▼

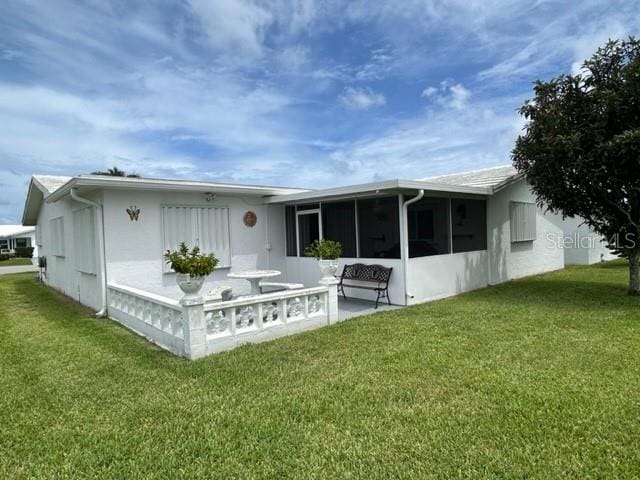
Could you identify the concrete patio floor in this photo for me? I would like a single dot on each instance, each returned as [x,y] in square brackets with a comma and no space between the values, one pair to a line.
[354,307]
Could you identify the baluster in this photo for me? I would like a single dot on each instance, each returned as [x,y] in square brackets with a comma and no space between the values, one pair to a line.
[282,309]
[258,320]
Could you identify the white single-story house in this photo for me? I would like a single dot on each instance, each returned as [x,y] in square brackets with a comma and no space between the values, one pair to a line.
[12,236]
[103,235]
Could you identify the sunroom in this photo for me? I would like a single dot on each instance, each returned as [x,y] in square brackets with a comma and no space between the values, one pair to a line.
[428,234]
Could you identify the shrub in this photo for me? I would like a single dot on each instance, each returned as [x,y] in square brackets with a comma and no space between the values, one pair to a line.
[191,262]
[24,252]
[324,250]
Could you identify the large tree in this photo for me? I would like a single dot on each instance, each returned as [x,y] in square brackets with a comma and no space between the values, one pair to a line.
[580,149]
[115,172]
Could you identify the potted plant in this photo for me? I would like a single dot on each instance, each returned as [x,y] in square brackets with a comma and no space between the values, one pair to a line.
[191,267]
[327,252]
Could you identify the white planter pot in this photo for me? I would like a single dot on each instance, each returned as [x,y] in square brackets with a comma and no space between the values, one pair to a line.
[328,268]
[190,285]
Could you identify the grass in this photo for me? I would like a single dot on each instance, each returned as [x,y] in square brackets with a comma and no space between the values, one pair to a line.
[538,378]
[14,262]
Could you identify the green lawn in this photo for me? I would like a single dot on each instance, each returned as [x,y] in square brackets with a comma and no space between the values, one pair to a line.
[13,262]
[538,378]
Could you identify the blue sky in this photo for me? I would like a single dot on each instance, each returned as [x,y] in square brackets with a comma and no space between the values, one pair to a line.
[297,93]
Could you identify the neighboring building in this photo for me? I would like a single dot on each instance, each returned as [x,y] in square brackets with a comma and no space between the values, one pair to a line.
[12,236]
[442,236]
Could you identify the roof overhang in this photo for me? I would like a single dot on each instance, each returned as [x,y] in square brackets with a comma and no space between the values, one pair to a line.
[104,182]
[387,186]
[35,196]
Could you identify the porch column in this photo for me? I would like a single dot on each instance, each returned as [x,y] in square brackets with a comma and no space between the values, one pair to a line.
[332,298]
[194,328]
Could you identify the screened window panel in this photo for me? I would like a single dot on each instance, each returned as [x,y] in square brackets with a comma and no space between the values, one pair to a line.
[290,225]
[339,224]
[56,226]
[428,225]
[379,227]
[84,240]
[468,225]
[523,222]
[205,227]
[308,230]
[23,242]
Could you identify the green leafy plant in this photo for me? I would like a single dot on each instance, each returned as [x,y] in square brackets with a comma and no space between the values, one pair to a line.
[580,147]
[192,262]
[24,252]
[324,250]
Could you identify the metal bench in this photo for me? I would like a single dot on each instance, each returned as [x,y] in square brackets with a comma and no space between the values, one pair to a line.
[376,276]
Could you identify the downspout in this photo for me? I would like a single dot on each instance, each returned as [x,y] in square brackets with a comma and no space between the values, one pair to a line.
[405,256]
[101,249]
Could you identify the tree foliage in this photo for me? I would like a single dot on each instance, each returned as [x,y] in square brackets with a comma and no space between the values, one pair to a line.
[580,149]
[115,172]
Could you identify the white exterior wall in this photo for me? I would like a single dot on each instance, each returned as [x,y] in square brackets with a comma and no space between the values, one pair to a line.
[134,249]
[582,246]
[508,260]
[61,272]
[440,276]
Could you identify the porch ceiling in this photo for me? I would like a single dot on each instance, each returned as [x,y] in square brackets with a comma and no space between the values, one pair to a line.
[388,186]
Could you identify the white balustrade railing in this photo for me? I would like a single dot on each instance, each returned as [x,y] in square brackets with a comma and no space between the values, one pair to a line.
[156,317]
[194,329]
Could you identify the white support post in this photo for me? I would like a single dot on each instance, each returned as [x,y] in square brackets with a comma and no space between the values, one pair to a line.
[332,299]
[194,328]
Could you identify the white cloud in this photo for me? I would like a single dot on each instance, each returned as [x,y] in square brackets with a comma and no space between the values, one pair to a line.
[459,96]
[448,94]
[444,140]
[361,98]
[429,92]
[234,28]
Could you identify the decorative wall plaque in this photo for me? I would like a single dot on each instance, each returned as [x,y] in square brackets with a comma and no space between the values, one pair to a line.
[134,213]
[250,219]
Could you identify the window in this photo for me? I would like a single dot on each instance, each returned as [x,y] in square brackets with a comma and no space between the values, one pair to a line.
[523,221]
[428,225]
[468,225]
[84,240]
[379,228]
[205,227]
[339,224]
[23,242]
[308,229]
[290,221]
[56,225]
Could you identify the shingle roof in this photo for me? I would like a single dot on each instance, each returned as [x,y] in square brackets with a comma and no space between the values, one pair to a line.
[14,230]
[487,177]
[51,182]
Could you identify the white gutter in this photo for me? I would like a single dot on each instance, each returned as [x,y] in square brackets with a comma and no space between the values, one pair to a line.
[405,256]
[101,248]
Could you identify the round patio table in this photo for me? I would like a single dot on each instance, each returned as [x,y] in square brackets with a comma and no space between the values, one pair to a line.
[254,277]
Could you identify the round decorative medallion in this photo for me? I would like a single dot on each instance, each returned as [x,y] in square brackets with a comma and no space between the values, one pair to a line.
[250,219]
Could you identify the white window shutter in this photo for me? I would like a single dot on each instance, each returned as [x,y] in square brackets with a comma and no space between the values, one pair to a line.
[523,222]
[84,232]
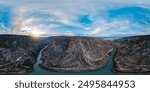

▲

#### What is required
Copy out every line above, substituting "single point" for "single dot" wherever it occurs and leaving everything else unchanged. Leave the pictures out.

#### The result
Could you identify the concrete patio floor in this photo for me? I would like a single point on each instance, each returned as [x,y] in square brackets with a comma and no space between the values, one pair to a line.
[354,307]
Could you identify the baluster in this photo for me? I would like a single point on each instance, each returned as [x,y] in square brackets with a comma and no space between the values, one pair to a line.
[282,309]
[258,320]
Could you identify the white single-story house in this photo for me? I would like a single point on each instance, each returned as [x,y] in square brackets with a comma and no space between the values, one pair to a line.
[12,236]
[103,235]
Could you identify the sunroom in this photo for me? I would like a single point on each instance, each returned as [x,y] in square brackets with a comma and no space between the values, one pair to a line.
[428,234]
Could you identify the shrub in this photo for me? I would like a single point on each instance, each returned as [x,y] in square brackets with a comma and no space between the values, one pair to a line.
[191,262]
[24,252]
[324,250]
Could you identify the large tree in this photo for me? I would like a single point on each instance, each returned as [x,y] in square brackets with a comma and no space between the values, one pair to a line.
[580,149]
[115,172]
Could you identify the potted plant in this photo for me? I would like a single point on each instance, each returned as [x,y] in square brackets with a comma and no space between the values, one pair to a line.
[191,267]
[327,252]
Could you identify the white planter pot in this photo for me? I would like a single point on each instance, each returned as [x,y] in square brackets with a comma and no space between the values, one pair to a line.
[328,268]
[190,285]
Could you identify the grass in this photo for me? I would like a single point on each instance, each returned as [x,y] in square brackets with a comma and no space between the values, one pair to a line.
[538,378]
[14,262]
Could you identify the green lawn in this photo for me? I would like a single point on each instance, each returned as [x,y] in square brackets with a comma and no space between the values, one pair to a line.
[13,262]
[538,378]
Could you identify the blue sky in this photo for me? I would like a single point on each instance, each returned as [x,y] in square brackets with a comma and no space between the values, one pair to a line.
[297,93]
Could you identify the neighboring building in this photo for me? I would like a single point on each instance, each returned as [x,y] in square brackets with a comma and no space between the values, one pair to a line.
[12,236]
[442,236]
Could you identify the roof overhang in this photo for me? I would like a single point on each instance, each returned as [x,y] in square brackets with a comma and no space between the values, one pair to a line.
[104,182]
[387,186]
[35,196]
Could you identify the porch column in this photo for me? I would like a single point on each instance, each returned as [x,y] in square brackets with a comma and no space between the values, one pair to a line.
[332,298]
[194,328]
Could you identify the screened window panel in this photo for me? I would like a single point on each instance, each returned as [x,y] in square brackets with a comma and no space between the values, one pair to a line.
[290,225]
[339,224]
[56,226]
[428,225]
[379,227]
[84,240]
[468,225]
[523,222]
[205,227]
[308,230]
[23,242]
Could you identify the green leafy plant in this photo for me? I would like a single point on each instance, each returned as [x,y] in square brackets with a comma and no space between the values, one pair to a line.
[580,147]
[192,262]
[24,252]
[324,250]
Could you identify the metal bench in this photo for me? I would like a single point on each instance, each returned as [x,y] in square brackets with a comma and no space between the values, one pair to a line.
[376,276]
Could you identify the downspout in this photo for me? I would like a single point on each instance, each returned as [x,y] in square brackets with a comma and no space between the values, one pair to a line.
[405,256]
[101,249]
Could you identify the tree foliage in this photo for me? I would like a single point on each instance, each returned as [x,y] in square brackets with a comma and no space between the values, one pair to a line.
[580,149]
[115,172]
Could you identify the white exterior wall in this photo for me? I would like a single point on each instance, each returned as [x,y] in square brackets with a comma and no space between the values, one pair to a line.
[134,249]
[582,246]
[508,260]
[61,272]
[440,276]
Could you identify the porch ceiling in this photo for me? I would like a single point on each instance, each returned as [x,y] in square brackets with a comma and no space between the values, one pair to a line.
[388,186]
Could you identify the white balustrade railing in this photo for me? I would like a single point on each instance, each returned as [x,y] in square brackets with a comma and no space between the values, one pair to a line.
[156,317]
[194,329]
Could you identify the white support post in this photo for me? I would like a single point on each instance, each returned as [x,y] in square brackets with a comma and no space between the values, one pair to a line.
[332,299]
[194,328]
Could you identify the white cloud in this photo for me? I would like a single point on each instance, each returned as [x,y] in square brackets with a comma and no space between the values, one pair to a line.
[459,96]
[448,94]
[444,140]
[361,98]
[429,92]
[234,28]
Could you identify the decorative wall plaque in this photo for me? I would like a single point on each instance, each returned as [x,y] in square brackets with a comma and no space between the values, one pair to a line.
[134,213]
[250,219]
Could you identify the window in this photo for me? I would like a single point on each instance, each returned as [x,y] in square brackets with a comma and no space between the values, one pair to a line.
[523,221]
[428,225]
[468,225]
[84,240]
[379,228]
[205,227]
[339,224]
[23,242]
[308,229]
[290,221]
[56,225]
Could you identify the shingle roof in this photo for me? I would like a single point on each instance, each returned as [x,y] in square brackets with a comma and no space between the values, one pair to a line.
[14,230]
[487,177]
[51,182]
Could you identify the white gutter in this photo for me? I would like a single point on each instance, each returned as [x,y] in square brackets with a comma and no space between the values, one pair to a line.
[405,256]
[101,248]
Could you identify the round patio table in this photo for me? I would like a single point on each instance, each returned as [x,y] in square brackets with a comma and no space between the values, one pair to a line.
[254,277]
Could you identify the round decorative medallion in this photo for me? I would like a single point on each instance, each returned as [x,y] in square brackets with a comma and no space between the values, one pair to a line.
[250,219]
Could you identify the white window shutter in this photo for me? I would like a single point on each instance, each returned as [x,y] in square brackets with a comma and no space between the values, one pair to a line.
[523,222]
[84,232]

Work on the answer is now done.